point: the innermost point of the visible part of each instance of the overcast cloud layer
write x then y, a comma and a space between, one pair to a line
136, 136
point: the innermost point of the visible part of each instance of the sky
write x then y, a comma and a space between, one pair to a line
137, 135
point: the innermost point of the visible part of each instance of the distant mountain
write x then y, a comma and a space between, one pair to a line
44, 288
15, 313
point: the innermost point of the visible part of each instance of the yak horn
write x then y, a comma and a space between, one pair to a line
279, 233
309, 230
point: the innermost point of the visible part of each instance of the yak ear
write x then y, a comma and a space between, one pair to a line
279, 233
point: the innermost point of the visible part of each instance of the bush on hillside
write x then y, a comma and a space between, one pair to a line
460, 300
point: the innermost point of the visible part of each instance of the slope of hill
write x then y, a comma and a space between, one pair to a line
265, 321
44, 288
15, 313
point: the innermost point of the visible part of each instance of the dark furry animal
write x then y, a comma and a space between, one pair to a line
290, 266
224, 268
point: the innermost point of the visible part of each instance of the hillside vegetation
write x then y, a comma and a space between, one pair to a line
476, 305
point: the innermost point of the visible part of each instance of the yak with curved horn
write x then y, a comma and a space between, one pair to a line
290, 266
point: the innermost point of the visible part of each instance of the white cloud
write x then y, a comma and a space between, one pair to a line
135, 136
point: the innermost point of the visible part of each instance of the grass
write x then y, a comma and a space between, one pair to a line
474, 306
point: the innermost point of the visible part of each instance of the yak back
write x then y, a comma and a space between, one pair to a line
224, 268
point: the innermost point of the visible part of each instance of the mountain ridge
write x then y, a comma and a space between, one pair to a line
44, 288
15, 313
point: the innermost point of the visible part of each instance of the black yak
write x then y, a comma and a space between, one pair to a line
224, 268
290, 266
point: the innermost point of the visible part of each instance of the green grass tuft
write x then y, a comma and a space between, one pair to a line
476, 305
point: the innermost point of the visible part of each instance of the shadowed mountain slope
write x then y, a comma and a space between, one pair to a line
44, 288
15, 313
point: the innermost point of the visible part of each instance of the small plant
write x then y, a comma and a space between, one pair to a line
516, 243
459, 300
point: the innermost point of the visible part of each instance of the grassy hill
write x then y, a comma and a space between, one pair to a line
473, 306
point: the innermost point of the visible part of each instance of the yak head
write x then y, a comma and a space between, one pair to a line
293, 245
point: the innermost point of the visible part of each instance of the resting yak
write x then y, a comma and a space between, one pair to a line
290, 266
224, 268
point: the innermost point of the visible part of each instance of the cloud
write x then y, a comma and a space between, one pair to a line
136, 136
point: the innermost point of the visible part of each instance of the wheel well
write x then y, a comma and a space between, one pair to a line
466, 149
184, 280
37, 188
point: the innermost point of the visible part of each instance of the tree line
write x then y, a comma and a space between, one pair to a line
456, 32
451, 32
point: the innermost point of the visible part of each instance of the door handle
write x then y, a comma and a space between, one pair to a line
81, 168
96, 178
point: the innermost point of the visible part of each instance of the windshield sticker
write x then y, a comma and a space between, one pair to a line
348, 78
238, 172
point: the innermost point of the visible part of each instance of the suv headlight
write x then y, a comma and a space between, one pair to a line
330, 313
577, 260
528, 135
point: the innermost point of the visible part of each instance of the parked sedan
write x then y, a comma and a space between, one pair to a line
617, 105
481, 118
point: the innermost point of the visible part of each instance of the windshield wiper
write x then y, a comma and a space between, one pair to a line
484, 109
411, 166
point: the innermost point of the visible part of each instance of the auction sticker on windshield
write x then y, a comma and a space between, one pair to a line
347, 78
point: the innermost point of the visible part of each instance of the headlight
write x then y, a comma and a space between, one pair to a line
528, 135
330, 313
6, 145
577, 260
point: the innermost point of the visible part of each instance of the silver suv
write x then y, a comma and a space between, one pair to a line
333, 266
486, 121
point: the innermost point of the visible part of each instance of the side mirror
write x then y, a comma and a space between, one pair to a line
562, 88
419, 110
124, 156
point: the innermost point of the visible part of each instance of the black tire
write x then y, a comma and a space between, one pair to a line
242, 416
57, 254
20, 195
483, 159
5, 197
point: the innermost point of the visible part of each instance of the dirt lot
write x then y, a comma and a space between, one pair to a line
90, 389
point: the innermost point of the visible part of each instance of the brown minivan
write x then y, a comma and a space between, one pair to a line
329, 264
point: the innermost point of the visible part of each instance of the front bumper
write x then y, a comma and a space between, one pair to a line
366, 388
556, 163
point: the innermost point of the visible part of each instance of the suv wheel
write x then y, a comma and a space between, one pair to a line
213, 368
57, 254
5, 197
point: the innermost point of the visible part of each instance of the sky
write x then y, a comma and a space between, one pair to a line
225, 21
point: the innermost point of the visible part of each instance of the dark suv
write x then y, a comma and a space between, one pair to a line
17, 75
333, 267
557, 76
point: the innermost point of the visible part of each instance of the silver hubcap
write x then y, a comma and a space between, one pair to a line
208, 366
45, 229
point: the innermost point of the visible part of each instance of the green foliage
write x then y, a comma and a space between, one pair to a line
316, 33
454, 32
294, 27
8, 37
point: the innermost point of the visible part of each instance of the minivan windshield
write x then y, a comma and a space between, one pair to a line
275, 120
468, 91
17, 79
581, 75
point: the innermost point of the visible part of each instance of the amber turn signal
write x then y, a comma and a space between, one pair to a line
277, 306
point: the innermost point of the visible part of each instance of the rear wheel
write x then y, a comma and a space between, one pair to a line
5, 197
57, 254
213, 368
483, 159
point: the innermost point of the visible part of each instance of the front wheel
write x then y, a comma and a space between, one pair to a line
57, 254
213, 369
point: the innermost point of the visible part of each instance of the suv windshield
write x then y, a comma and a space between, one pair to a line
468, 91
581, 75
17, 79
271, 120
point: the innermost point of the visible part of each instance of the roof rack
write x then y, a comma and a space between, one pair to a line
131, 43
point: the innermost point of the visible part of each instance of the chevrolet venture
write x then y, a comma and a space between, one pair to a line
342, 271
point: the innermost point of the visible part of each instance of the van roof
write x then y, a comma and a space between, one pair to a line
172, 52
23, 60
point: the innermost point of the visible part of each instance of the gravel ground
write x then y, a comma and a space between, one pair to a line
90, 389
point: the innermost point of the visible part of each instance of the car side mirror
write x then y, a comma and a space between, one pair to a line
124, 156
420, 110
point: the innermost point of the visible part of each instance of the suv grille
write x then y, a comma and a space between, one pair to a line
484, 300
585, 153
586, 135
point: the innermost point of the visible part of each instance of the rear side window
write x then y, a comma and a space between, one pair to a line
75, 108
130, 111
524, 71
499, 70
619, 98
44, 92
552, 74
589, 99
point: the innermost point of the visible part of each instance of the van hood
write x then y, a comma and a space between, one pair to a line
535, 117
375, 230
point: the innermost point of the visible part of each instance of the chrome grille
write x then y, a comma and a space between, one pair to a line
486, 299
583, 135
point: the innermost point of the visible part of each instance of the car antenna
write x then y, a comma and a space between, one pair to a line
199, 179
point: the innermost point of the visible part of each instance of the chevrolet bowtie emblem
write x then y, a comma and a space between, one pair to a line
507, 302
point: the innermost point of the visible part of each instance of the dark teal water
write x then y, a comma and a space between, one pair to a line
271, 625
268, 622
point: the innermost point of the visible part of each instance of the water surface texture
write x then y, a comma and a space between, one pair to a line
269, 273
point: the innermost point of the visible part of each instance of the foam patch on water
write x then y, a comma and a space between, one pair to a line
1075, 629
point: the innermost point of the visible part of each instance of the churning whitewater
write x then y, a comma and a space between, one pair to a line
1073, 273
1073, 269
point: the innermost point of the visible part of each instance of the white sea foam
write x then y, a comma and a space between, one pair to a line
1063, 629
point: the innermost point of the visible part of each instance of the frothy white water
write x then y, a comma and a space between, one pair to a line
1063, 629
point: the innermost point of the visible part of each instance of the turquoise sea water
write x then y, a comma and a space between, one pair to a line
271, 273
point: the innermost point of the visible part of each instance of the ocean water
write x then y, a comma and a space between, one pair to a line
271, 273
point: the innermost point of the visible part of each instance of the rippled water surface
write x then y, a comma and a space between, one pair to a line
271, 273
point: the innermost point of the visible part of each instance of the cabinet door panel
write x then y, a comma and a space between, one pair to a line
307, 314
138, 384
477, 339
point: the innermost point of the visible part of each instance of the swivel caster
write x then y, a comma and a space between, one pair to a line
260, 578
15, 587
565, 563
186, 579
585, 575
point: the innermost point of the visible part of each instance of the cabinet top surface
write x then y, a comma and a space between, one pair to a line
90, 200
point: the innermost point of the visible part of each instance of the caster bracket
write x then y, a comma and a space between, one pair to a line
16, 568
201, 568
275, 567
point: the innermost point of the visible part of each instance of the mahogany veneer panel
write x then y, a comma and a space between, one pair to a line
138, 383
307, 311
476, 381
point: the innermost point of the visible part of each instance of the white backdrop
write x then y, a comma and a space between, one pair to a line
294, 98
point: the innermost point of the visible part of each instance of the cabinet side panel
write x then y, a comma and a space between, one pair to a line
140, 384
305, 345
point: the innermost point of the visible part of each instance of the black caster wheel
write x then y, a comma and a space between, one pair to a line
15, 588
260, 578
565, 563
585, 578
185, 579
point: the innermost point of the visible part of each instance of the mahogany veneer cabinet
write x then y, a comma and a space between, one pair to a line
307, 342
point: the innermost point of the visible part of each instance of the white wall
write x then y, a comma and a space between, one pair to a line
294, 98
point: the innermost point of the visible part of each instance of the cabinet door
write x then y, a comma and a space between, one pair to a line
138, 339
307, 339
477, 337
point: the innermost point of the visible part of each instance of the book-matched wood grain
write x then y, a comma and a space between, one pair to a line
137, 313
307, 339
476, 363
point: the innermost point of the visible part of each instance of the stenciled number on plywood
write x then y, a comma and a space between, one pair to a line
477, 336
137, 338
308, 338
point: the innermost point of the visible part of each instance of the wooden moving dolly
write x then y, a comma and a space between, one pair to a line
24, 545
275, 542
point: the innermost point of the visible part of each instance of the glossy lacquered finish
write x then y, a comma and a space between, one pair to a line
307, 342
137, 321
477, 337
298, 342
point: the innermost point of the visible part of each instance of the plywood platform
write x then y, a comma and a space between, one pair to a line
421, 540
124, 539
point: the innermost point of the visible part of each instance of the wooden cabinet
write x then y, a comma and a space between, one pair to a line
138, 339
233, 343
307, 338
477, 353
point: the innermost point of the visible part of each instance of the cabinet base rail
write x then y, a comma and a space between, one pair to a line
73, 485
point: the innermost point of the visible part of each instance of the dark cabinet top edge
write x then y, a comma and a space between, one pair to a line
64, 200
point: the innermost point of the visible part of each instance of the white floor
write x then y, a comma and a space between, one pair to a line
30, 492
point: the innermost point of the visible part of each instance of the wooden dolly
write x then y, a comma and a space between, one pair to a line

--*--

What you should do: Retype exactly the lines from the one containing "the plywood platform" through the last line of the records above, including both.

The reply:
point: the innermost point of the visible part of each instance of the plywood platform
write x then y, a comma and a space between, one pair to a line
421, 540
124, 539
point: the innermost point of the visible part of each instance of the wooden cabinet
write x then y, a comma and a space between, one pair to a line
138, 339
233, 343
307, 338
477, 353
point: the innermost point of the visible part of each instance of the cabinet base rail
write x then y, a comma and a space between, one pair to a line
73, 485
point: the innermost point of the visible part of each instance of the dark cabinet top edge
write x then y, a comma and a space between, one pair to a line
64, 200
point: the innermost point of the visible part of each instance of the white floor
write x then y, a comma and a space between, one pair to a line
30, 492
point: the innermost point of the visible part of each instance of the wooden dolly
write x then y, a comma and a space between, one pair to a line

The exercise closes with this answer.